━━ DATASET ROWS ━━

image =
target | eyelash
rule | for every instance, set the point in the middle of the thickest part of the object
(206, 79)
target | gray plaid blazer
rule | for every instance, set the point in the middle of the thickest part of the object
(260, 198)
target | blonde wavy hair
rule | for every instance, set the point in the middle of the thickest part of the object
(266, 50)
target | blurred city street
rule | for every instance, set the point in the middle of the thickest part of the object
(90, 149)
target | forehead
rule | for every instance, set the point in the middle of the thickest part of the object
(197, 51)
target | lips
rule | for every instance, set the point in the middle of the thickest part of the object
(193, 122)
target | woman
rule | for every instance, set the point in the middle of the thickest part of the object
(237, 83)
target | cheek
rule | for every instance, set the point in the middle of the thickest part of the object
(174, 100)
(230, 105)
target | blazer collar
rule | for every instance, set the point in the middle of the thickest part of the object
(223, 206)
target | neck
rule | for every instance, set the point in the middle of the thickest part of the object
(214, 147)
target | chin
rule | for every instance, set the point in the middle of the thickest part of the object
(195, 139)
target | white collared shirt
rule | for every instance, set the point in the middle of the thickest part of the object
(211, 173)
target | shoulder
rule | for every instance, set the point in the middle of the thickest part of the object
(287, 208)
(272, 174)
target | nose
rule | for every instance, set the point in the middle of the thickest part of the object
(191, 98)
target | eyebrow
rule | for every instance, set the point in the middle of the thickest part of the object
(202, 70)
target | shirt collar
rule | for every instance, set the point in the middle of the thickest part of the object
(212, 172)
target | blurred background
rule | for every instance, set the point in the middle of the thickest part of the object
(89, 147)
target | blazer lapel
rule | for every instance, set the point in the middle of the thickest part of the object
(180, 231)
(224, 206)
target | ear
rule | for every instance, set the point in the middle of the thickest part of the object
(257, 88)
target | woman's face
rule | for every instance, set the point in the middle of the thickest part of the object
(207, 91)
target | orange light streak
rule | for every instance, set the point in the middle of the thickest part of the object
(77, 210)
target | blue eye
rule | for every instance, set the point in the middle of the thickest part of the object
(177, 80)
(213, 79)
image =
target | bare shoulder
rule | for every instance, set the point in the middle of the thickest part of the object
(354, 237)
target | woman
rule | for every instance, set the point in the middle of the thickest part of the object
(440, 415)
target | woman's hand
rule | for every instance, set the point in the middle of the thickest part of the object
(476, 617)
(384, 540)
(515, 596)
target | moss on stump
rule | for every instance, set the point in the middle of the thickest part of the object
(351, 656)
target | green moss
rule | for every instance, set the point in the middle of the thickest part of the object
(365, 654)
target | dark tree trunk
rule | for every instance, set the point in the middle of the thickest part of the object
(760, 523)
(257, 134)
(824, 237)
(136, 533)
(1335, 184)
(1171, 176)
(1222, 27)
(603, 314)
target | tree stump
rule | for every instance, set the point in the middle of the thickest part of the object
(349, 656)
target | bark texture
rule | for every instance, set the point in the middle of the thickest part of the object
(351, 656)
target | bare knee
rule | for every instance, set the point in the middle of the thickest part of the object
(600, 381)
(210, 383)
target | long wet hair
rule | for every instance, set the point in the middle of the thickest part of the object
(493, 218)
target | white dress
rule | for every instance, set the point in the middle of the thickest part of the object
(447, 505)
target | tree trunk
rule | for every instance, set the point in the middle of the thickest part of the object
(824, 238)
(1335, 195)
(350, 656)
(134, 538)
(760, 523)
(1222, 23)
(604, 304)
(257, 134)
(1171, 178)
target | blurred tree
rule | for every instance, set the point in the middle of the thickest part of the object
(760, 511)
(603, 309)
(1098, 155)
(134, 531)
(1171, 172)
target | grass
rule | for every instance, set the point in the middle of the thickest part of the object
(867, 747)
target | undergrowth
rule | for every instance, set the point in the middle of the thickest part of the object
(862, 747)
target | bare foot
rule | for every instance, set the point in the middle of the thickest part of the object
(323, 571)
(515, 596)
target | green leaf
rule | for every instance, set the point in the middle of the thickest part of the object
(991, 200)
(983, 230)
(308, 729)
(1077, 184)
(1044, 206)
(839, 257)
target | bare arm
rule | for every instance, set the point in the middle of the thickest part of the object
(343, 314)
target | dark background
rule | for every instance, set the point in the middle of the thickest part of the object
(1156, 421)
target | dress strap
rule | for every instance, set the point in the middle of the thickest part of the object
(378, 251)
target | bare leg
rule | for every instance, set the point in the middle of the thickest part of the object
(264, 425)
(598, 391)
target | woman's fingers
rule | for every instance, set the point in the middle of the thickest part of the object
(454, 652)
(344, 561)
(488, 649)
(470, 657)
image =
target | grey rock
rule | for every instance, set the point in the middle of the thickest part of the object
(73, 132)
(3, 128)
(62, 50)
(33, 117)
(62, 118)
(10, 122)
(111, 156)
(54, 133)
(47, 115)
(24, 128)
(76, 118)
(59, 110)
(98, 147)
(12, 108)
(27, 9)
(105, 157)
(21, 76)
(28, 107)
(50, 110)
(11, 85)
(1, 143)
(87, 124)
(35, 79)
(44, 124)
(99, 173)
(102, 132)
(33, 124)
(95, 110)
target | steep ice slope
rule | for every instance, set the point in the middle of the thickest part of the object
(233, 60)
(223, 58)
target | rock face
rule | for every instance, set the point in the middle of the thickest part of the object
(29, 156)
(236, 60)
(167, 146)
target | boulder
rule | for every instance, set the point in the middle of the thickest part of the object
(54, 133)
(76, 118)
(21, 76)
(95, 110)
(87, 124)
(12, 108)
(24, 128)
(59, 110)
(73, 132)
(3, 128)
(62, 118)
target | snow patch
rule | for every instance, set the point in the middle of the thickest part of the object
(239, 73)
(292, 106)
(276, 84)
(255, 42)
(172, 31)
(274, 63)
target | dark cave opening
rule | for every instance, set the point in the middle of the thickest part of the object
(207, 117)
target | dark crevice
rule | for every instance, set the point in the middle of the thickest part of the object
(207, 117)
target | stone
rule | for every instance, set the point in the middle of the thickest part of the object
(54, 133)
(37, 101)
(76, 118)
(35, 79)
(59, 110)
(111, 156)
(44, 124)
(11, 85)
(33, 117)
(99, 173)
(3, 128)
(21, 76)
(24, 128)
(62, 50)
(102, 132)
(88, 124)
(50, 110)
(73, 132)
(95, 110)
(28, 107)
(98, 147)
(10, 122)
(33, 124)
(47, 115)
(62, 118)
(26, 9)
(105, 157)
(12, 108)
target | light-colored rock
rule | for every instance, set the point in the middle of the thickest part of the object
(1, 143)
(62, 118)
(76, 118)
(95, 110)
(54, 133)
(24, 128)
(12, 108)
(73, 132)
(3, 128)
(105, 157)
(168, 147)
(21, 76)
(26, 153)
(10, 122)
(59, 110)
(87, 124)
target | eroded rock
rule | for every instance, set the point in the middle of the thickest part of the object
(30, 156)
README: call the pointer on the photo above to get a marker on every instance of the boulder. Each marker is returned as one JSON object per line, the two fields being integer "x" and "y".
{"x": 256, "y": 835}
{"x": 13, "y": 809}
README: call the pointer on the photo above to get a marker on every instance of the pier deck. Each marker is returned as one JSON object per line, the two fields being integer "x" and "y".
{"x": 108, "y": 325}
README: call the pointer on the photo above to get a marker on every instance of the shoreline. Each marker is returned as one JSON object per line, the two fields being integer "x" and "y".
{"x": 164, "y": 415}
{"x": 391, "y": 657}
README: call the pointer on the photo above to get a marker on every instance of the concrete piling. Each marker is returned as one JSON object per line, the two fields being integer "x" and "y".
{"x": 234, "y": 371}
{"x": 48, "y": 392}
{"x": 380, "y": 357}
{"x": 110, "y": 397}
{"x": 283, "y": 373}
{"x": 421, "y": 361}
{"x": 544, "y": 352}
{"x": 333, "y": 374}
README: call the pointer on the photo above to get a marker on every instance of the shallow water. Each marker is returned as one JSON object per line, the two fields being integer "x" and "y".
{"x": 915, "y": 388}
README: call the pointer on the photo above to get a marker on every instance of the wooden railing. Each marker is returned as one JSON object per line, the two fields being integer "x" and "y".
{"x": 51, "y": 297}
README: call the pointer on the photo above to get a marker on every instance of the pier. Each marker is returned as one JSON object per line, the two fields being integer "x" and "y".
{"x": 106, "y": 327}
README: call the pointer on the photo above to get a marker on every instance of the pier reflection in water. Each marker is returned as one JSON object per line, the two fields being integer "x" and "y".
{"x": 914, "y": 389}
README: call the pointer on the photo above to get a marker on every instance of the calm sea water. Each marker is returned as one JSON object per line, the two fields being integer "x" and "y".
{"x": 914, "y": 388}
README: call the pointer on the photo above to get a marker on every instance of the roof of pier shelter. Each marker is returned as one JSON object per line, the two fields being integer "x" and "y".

━━━

=== WORK INSTRUCTIONS ===
Go back to the data above and please quote exactly, and only, the lines from the line with "of the wooden" through its last line.

=== RESULT ===
README: call the pointer on the photo above to get a marker on every instance of the wooden railing. Each marker is returned as one JSON object per line, the two fields being integer "x" and "y".
{"x": 51, "y": 297}
README: call the pointer on the photo above to get a marker on every instance of the pier. Each marker is returned as one JSON object per line, the two fields being integer "x" and "y".
{"x": 106, "y": 327}
README: call the pointer on the photo above to get a marker on every instance of the pier reflection in water. Each marker is returned as one JSON object per line, the two fields being integer "x" and "y".
{"x": 914, "y": 389}
README: call the pointer on the photo above to get a marker on every instance of the calm sea water. Each marker is returned as one JSON object per line, the two fields being integer "x" and "y".
{"x": 914, "y": 388}
README: call the pointer on the photo above to get a marker on every instance of the roof of pier shelter. Each marker is returned as one JSON object per line, the two fields being integer "x" and "y".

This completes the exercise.